* **Extrait du document**

# # # # #

Printemps 2015
La grève étudiante de 2015 fut amorcée le 21 mars 2015 contre les mesures d’austérité du gouvernement libéral de Philippe Couillard et l’économie des hydrocarbures, avec notamment l’opposition au projet « Énergie Est » de Trans-Canada. Les revendications se voulaient une contestation générale de la direction que prenait le Québec. Le slogan « Fuck toute ! » était emblématique de la grève. Le contenu des revendications n’était pas considéré comme ce qui était le plus important. La grève en soi était vue comme un objectif.
La grève se déployait dans le même contexte d’austérité et de crise économique qui sévissait depuis 2008. Avec les négociations du secteur public et les réformes sur les retraites, il y avait beaucoup d’agitation dans les milieux ouvriers. Les mesures d’austérité fusaient de toute part. La colère grondait. Pourtant, la droite avait toujours le vent dans les voiles.
C’est sous la bannière de printemps 2015 (P15) - une série de groupes affinitaires décentralisés - que s’organisait la grève. Ceux-ci utilisaient le loup comme symbole à l’instar du carré rouge qui fut l’emblème de 2012. Ces comités à la structure horizontale ne représentaient qu’eux mêmes et étaient composés d’étudiant-e-s, d’enseignant-e-s et d’autres militant-e-s. Ils n’avaient pas de porte-parole et de représentation d’autres organisations (les membres y étaient uniquement à titre individuel) et ils n’avaient aucune forme d’imputabilité. En fait, le rejet de toute représentation, y compris celle de l’ASSÉ comme syndicat étudiant, était un principe fondamental de P15. Au contraire de ce que les médias confus rapportaient, la grève de printemps 2015 s’était organisée principalement à l’extérieur de l’ASSÉ et des assemblées générales. Les tensions entre les structures représentatives de l’ASSÉ et les comités P15 tout au long de la grève l’ont bien montré.
Au niveau stratégique, P15 prônait l’action spontanée. Pour eux, l’agitation engendrait l’agitation et donc l’éveil politique. Le mouvement était comparé à un être vivant intuitif qu’il fallait « élever par des actions à la hauteur de la tâche ». La promotion d’une stratégie commune ou des appels à l’unité étaient considérés comme des tentatives de contenir la contestation.

# # # # #

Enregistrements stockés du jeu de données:
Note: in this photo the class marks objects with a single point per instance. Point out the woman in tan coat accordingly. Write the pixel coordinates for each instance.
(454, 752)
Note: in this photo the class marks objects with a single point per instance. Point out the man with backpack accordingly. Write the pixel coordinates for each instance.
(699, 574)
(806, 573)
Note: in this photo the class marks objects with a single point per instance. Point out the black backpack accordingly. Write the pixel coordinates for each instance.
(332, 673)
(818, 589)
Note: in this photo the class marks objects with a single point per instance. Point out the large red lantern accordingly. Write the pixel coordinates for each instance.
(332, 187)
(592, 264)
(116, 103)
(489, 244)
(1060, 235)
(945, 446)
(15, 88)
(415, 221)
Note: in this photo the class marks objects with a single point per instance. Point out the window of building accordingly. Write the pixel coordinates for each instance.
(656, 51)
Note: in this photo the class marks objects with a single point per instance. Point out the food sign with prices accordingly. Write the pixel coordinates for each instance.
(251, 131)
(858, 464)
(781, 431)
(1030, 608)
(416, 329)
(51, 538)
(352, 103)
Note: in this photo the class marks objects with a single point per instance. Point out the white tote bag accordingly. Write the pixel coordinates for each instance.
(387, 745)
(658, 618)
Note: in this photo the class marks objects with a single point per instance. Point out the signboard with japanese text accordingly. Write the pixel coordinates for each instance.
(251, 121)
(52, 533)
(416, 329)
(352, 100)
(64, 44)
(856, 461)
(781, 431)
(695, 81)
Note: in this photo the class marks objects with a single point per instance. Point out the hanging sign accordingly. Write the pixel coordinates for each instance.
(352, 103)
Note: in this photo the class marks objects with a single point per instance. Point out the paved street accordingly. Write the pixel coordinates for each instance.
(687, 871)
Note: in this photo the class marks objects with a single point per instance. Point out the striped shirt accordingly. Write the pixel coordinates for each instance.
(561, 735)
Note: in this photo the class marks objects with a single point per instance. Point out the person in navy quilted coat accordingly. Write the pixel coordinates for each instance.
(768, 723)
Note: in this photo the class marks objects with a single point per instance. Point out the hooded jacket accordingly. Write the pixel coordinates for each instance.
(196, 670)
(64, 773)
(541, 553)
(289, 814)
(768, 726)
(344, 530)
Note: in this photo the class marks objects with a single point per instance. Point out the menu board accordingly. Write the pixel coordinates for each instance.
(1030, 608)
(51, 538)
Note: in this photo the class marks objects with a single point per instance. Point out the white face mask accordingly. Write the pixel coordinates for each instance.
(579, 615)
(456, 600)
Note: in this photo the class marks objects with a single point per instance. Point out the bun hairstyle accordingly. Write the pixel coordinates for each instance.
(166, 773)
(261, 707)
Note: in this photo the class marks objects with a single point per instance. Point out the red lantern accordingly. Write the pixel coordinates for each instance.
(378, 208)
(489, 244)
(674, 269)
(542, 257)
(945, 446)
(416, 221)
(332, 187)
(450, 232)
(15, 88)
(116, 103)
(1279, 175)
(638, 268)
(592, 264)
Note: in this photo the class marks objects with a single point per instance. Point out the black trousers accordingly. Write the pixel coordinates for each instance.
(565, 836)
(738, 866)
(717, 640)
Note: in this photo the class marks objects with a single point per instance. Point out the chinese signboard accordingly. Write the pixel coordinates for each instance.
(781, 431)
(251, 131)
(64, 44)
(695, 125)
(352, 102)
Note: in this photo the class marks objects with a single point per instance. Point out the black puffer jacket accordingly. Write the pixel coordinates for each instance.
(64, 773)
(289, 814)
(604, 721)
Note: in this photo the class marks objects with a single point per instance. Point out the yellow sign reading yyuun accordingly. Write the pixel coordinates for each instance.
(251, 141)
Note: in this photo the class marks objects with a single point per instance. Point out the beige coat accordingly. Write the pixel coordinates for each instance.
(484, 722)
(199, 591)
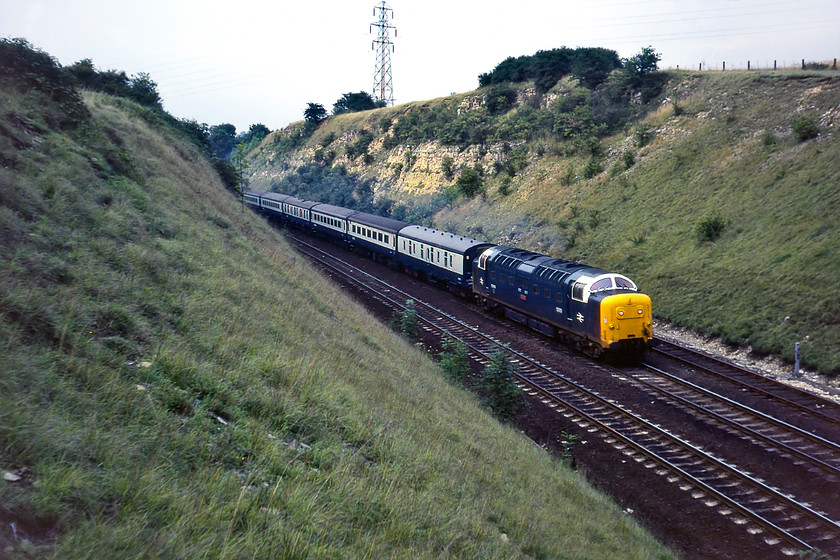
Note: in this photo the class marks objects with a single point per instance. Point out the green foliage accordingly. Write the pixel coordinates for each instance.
(409, 324)
(314, 113)
(499, 391)
(643, 63)
(332, 185)
(354, 102)
(453, 360)
(500, 99)
(251, 139)
(469, 181)
(241, 166)
(710, 228)
(222, 140)
(546, 68)
(140, 87)
(360, 146)
(25, 68)
(447, 167)
(568, 441)
(804, 128)
(593, 167)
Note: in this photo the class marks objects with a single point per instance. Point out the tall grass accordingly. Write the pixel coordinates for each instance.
(178, 384)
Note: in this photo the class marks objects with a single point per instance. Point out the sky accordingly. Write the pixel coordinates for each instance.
(261, 61)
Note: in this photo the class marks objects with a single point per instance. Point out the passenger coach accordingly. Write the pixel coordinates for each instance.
(375, 235)
(440, 256)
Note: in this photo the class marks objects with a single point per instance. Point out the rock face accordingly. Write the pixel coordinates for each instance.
(412, 170)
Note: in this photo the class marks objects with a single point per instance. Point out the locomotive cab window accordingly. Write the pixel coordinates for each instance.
(602, 284)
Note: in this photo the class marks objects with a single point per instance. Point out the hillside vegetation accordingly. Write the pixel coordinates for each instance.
(716, 191)
(178, 384)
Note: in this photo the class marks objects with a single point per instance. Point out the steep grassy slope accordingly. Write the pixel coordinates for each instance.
(177, 384)
(715, 150)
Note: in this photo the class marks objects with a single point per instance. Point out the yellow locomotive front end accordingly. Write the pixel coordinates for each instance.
(626, 322)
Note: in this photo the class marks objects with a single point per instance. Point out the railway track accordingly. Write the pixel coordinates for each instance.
(782, 521)
(743, 380)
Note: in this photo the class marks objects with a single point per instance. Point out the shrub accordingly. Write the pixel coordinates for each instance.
(710, 228)
(454, 361)
(500, 392)
(593, 167)
(409, 326)
(804, 128)
(469, 181)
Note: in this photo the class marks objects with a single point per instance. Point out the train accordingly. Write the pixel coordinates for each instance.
(601, 313)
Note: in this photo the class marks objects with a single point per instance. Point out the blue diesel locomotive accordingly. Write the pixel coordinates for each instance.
(595, 310)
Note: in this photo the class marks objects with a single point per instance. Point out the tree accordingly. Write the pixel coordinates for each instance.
(643, 63)
(353, 102)
(500, 392)
(143, 90)
(469, 181)
(241, 165)
(222, 140)
(593, 65)
(314, 113)
(454, 360)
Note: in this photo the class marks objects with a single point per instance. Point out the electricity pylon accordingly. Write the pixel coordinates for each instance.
(383, 87)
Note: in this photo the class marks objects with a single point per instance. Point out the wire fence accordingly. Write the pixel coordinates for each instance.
(800, 64)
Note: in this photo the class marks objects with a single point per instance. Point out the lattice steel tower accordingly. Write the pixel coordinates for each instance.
(383, 88)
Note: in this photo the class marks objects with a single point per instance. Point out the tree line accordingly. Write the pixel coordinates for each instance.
(30, 69)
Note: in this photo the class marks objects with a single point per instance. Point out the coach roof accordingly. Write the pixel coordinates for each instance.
(442, 239)
(370, 220)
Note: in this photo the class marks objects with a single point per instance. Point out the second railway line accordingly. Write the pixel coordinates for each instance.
(771, 512)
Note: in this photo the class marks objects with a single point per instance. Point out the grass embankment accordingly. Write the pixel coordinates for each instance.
(724, 152)
(176, 383)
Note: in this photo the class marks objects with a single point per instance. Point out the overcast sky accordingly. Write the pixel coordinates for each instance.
(261, 61)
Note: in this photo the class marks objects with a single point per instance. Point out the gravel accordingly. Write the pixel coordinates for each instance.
(774, 367)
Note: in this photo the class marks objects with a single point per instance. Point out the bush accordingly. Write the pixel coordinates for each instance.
(469, 181)
(804, 128)
(710, 228)
(500, 392)
(454, 361)
(409, 326)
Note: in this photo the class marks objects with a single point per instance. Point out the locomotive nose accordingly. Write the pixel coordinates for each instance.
(626, 319)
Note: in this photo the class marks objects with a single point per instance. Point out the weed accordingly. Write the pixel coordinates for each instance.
(710, 228)
(804, 128)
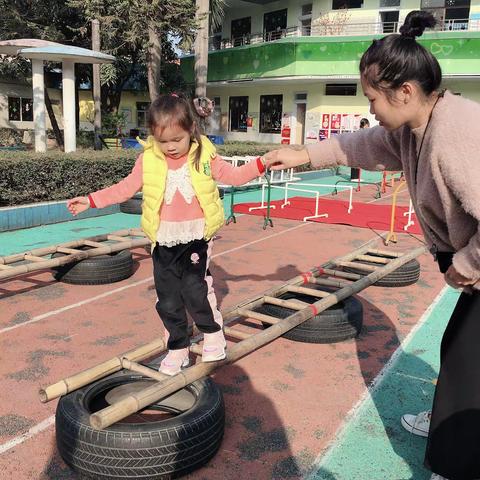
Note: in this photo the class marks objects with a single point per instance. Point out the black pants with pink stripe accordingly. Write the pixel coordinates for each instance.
(183, 283)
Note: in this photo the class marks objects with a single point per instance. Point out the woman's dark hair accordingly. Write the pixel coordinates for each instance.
(364, 123)
(168, 110)
(398, 58)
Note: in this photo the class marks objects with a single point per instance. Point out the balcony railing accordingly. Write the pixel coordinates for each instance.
(345, 29)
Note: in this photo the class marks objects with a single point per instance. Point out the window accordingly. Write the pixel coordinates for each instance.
(300, 96)
(142, 109)
(306, 20)
(389, 3)
(450, 14)
(20, 109)
(339, 4)
(238, 114)
(274, 25)
(271, 113)
(307, 9)
(389, 21)
(341, 89)
(240, 31)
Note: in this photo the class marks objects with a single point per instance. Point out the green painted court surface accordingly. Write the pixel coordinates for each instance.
(372, 444)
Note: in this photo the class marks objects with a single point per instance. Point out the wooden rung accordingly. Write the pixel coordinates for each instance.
(359, 266)
(33, 258)
(116, 238)
(342, 274)
(258, 316)
(307, 291)
(89, 243)
(197, 349)
(67, 250)
(328, 283)
(233, 332)
(146, 371)
(370, 258)
(291, 304)
(385, 253)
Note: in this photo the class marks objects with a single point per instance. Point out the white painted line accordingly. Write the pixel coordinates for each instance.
(136, 284)
(259, 240)
(74, 305)
(39, 428)
(374, 386)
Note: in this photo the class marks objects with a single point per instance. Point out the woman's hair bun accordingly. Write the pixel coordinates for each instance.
(416, 22)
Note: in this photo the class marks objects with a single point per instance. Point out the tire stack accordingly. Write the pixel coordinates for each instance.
(175, 436)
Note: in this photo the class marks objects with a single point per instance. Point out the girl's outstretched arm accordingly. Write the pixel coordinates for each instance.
(224, 172)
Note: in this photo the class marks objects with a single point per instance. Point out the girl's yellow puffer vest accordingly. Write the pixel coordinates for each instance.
(155, 171)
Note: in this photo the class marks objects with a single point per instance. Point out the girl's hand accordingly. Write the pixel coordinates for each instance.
(456, 280)
(78, 205)
(286, 158)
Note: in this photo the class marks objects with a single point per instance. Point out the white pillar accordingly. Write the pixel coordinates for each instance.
(68, 86)
(39, 106)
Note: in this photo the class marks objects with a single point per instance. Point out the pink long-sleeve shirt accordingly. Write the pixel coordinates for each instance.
(178, 210)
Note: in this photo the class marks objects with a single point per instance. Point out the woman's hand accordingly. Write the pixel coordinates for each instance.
(78, 205)
(286, 158)
(458, 281)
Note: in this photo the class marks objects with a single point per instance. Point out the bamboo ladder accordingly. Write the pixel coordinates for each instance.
(329, 274)
(34, 260)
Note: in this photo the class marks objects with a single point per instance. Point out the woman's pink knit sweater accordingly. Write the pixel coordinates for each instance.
(444, 183)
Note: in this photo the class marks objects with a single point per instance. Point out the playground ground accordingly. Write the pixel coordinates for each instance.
(293, 410)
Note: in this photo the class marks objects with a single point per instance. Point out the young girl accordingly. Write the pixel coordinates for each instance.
(181, 212)
(419, 134)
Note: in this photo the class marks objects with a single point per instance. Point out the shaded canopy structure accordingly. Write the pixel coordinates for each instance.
(39, 51)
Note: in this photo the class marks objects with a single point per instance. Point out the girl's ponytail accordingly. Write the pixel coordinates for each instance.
(172, 109)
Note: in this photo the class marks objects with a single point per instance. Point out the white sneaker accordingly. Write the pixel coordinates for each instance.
(175, 361)
(213, 347)
(417, 424)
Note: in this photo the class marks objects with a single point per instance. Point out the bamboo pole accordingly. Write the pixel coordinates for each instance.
(235, 333)
(32, 258)
(59, 261)
(106, 368)
(258, 316)
(308, 291)
(358, 266)
(41, 252)
(146, 371)
(293, 304)
(134, 403)
(341, 274)
(231, 312)
(328, 283)
(386, 253)
(113, 365)
(370, 258)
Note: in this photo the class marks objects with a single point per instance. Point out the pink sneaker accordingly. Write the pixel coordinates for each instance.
(214, 345)
(175, 361)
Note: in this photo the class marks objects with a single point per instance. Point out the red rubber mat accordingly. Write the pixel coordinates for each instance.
(363, 215)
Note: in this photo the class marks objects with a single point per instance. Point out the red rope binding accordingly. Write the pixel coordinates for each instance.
(306, 276)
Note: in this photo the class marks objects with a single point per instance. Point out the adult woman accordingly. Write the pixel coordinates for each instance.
(419, 134)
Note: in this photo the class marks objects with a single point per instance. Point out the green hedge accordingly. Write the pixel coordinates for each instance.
(28, 177)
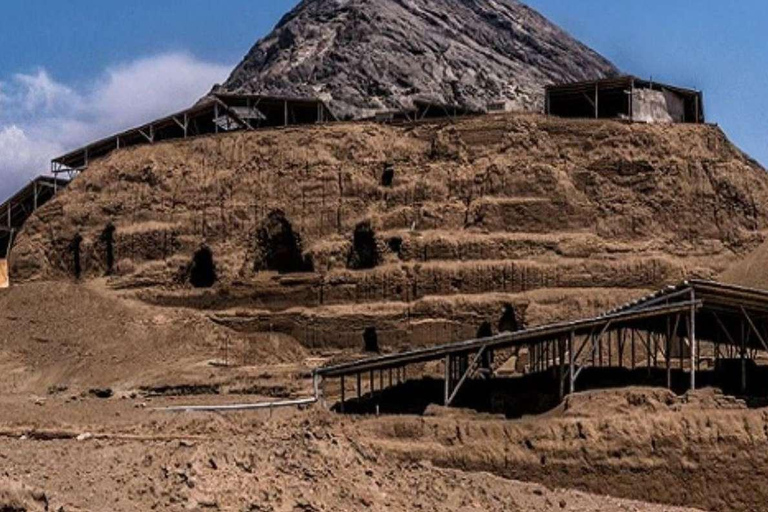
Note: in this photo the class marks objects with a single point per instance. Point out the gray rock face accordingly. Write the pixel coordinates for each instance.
(364, 56)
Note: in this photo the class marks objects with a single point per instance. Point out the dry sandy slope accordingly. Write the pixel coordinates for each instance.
(63, 335)
(309, 461)
(517, 209)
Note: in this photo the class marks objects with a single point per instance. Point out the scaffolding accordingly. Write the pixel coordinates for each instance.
(217, 113)
(664, 331)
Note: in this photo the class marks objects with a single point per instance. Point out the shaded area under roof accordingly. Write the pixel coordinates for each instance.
(15, 211)
(215, 114)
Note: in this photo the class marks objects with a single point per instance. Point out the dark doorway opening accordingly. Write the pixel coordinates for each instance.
(485, 330)
(395, 245)
(203, 271)
(371, 340)
(365, 252)
(509, 322)
(388, 176)
(108, 239)
(280, 246)
(75, 249)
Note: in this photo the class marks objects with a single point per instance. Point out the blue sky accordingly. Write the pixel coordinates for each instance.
(65, 65)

# # # # #

* **Exercice écrit A**
D'après l'extrait sur la grève étudiante de 2015, les affirmations (i) la grève a débuté le 21 mars 2015, (ii) les comités P15 avaient des porte-parole et (iii) P15 avait pour symbole le carré rouge sont-elles exactes ? Répondez par oui ou non à chacune, en citant textuellement les mots décisifs de l'extrait.
* **Exercice écrit B**
Renvoyez toutes les lignes des enregistrements qui contiennent le mot « rock ».

* **Réponse complète A**
(i) Oui : « La grève étudiante de 2015 fut amorcée le 21 mars 2015 ».
(ii) Non : « Ils n’avaient pas de porte-parole ».
(iii) Non : « Ceux-ci utilisaient le loup comme symbole à l’instar du carré rouge qui fut l’emblème de 2012 ».

* **Réponse complète B**
Note: in this photo the class marks objects with a single point per instance. Point out the rock face accordingly. Write the pixel coordinates for each instance.
Note: in this photo the class marks objects with a single point per instance. Point out the gray rock face accordingly. Write the pixel coordinates for each instance.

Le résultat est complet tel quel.